Exercise directions: Print the records below line for line without any changes, but omit the pictures.
— BEGIN Excerpted data —
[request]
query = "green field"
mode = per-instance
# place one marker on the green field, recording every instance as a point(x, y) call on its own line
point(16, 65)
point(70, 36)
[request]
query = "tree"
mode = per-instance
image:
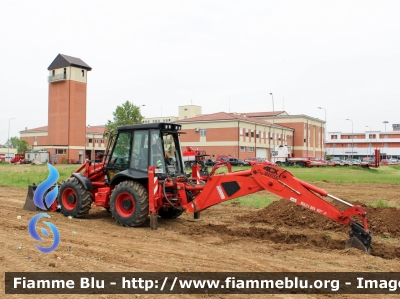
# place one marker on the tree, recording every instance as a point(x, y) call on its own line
point(126, 114)
point(21, 145)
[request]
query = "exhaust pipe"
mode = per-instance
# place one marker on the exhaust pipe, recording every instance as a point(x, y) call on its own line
point(30, 205)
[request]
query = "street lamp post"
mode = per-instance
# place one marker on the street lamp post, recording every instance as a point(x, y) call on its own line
point(352, 138)
point(8, 139)
point(273, 115)
point(369, 138)
point(325, 134)
point(385, 122)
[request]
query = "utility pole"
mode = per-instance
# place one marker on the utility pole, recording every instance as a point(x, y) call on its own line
point(8, 147)
point(273, 115)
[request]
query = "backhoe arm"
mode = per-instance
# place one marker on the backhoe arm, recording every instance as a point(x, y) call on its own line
point(220, 188)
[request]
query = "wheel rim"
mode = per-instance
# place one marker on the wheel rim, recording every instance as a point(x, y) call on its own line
point(69, 199)
point(125, 204)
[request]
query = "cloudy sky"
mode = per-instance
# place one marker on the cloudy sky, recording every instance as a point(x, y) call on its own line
point(227, 56)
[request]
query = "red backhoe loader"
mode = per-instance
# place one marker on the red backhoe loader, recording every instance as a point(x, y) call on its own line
point(135, 181)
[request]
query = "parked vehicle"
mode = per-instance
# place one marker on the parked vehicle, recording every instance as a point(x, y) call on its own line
point(386, 162)
point(209, 162)
point(282, 157)
point(251, 161)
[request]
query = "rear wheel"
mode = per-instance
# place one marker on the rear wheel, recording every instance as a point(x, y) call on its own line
point(129, 204)
point(75, 200)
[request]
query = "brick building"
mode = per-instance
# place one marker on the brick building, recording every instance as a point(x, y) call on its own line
point(67, 136)
point(254, 134)
point(363, 144)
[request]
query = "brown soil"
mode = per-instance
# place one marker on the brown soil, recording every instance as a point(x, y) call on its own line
point(229, 237)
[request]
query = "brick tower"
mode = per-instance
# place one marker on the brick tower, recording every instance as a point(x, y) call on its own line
point(67, 106)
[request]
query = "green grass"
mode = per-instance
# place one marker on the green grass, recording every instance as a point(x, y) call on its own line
point(380, 204)
point(23, 175)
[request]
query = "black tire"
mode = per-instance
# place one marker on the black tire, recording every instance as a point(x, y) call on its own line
point(171, 213)
point(75, 200)
point(129, 204)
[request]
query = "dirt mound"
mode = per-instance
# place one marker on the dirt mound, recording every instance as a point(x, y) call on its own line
point(383, 221)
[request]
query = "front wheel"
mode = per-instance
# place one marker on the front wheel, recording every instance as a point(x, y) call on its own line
point(129, 204)
point(74, 199)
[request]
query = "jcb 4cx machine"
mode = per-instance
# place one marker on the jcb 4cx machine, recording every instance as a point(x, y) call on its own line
point(142, 175)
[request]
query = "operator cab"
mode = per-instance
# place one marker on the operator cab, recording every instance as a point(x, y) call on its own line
point(138, 146)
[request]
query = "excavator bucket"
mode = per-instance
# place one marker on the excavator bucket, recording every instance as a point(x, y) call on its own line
point(356, 243)
point(359, 238)
point(29, 204)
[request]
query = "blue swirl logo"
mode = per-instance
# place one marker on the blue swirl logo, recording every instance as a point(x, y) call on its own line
point(49, 200)
point(35, 235)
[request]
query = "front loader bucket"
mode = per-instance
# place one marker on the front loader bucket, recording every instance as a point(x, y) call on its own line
point(29, 204)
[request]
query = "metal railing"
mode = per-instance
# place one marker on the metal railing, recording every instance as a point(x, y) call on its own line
point(58, 77)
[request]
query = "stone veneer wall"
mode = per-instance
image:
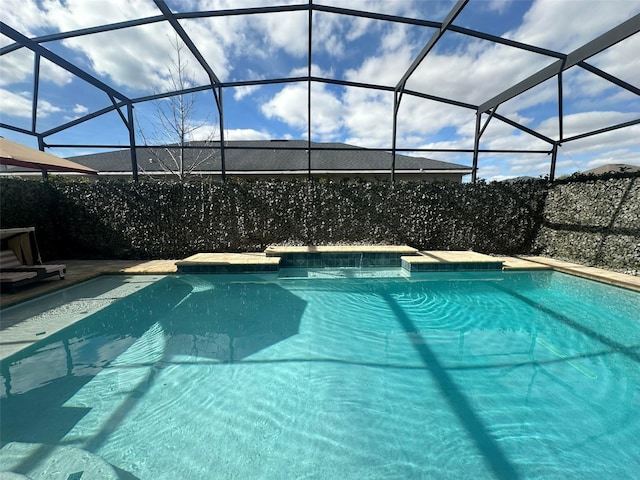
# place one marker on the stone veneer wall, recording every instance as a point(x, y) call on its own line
point(594, 222)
— END Excerpted data —
The reply:
[request]
query = "green field"
mode = per-instance
# place one marker on the green field, recording every instance as a point(x, y) call on its own line
point(16, 65)
point(70, 36)
[request]
query = "tree"
mode = per-instance
image:
# place one marker on the tree, recording every instance as a point(x, y) call on its own line
point(126, 114)
point(21, 145)
[request]
query = "exhaust pipe"
mode = per-instance
# place one marker on the exhaust pipe, recording every instance as a point(x, y) call on its own line
point(30, 205)
[request]
query = "street lamp post"
mode = per-instance
# place one marker on the street lamp post, recording every instance as a point(x, y) call on its own line
point(352, 138)
point(8, 139)
point(273, 115)
point(369, 138)
point(325, 134)
point(385, 122)
[request]
query = "utility pole"
mode = per-instance
# place one marker on the utility pole, recording every instance as a point(x, y) call on its own line
point(8, 147)
point(273, 115)
[request]
query = "backhoe arm"
mode = per-instance
# place one marker on the backhoe arm, recording every instance as a point(x, y) call on its own line
point(220, 188)
[request]
query = "wheel rim"
mode = per-instance
# place one marker on the wheel rim, recording every instance as a point(x, y) call on its own line
point(69, 199)
point(125, 204)
[request]
query = "cloudy sky"
mode = per-instance
# place one marker on the cloudy sky, recording every instance as a point(x, y) call on its own line
point(227, 56)
[request]
query = "red backhoe loader"
mode = per-instance
# place one marker on the red backhoe loader, recording every instance as a point(x, y) call on its own line
point(135, 181)
[request]
query = "parked vehicle"
mode = per-instance
# place one marker on the parked vehicle, recording every instance as a point(x, y) call on its own line
point(386, 162)
point(209, 162)
point(282, 157)
point(251, 161)
[request]
query = "rear wheel"
mode = per-instance
# place one marker on the rear wheel, recording every instance as a point(x, y) call on its own line
point(129, 204)
point(75, 200)
[request]
query = "brick building"
mode = per-instance
# place one marker on the brick building, recording every instance as a point(x, y) call on its own line
point(67, 136)
point(254, 134)
point(363, 144)
[request]
query = "brown soil"
mode = per-instance
# place one marker on the brown soil, recording every instance as a point(x, y) call on its own line
point(229, 237)
[request]
query = "brick tower"
mode = per-instance
# place one marker on the brick tower, recording every instance as a point(x, y) call on its own line
point(67, 106)
[request]
query = "green grass"
mode = per-instance
# place one marker on the green grass, recording every instance as a point(x, y) call on its own line
point(380, 204)
point(23, 175)
[request]
query = "black tire"
mode = per-instance
# place one marker on the black tire, recording every instance as a point(x, y) call on its own line
point(171, 213)
point(75, 200)
point(129, 204)
[request]
query = "dirt mound"
mode = per-instance
# place one marker on the dirt mound, recording every instance as a point(x, y) call on its own line
point(383, 221)
[request]
query = "front wheel"
mode = per-instance
# place one marker on the front wheel, recording every instance as a point(x, y) call on its own line
point(129, 204)
point(74, 199)
[request]
query = "jcb 4cx machine"
mode = per-instance
# place one marker on the jcb 4cx machine, recording every instance as a point(x, y) call on its own line
point(142, 175)
[request]
query = "operator cab"
mode = per-instance
# place one marker on the operator cab, recording every instance as a point(x, y) call on its own line
point(138, 146)
[request]
query = "excavator bucket"
mode = per-instance
# place one marker on the excavator bucket, recording every instance as a point(x, y) call on its own line
point(356, 243)
point(359, 238)
point(29, 204)
[request]
query = "blue swirl logo"
mode = per-instance
# place one marker on the blue swirl logo, recording every instance as a point(x, y) call on its own line
point(49, 200)
point(35, 235)
[request]
query = "front loader bucket"
mode = per-instance
# place one marker on the front loader bucket, recording every instance as a point(x, y) call on its own line
point(29, 204)
[request]
query = "metal railing"
mode = per-instance
# place one marker on the metal railing, recording every instance as a point(x, y) call on its own line
point(58, 77)
[request]
query = "stone veneer wall"
mode = per-instance
image:
# place one marker on the stone veneer wall, recording every instance as a point(x, y) call on its own line
point(594, 222)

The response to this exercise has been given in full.